• [Problem details]: Write out each entry again. Keep every word exactly as it is.

[Items listed in a dataset]
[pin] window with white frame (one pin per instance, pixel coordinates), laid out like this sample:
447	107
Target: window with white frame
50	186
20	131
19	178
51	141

• [Result below]:
[pin] window with white frame (one pin per instance, pixel coordinates), laid out like this sample:
447	107
Target: window with white frame
50	186
20	131
19	178
51	141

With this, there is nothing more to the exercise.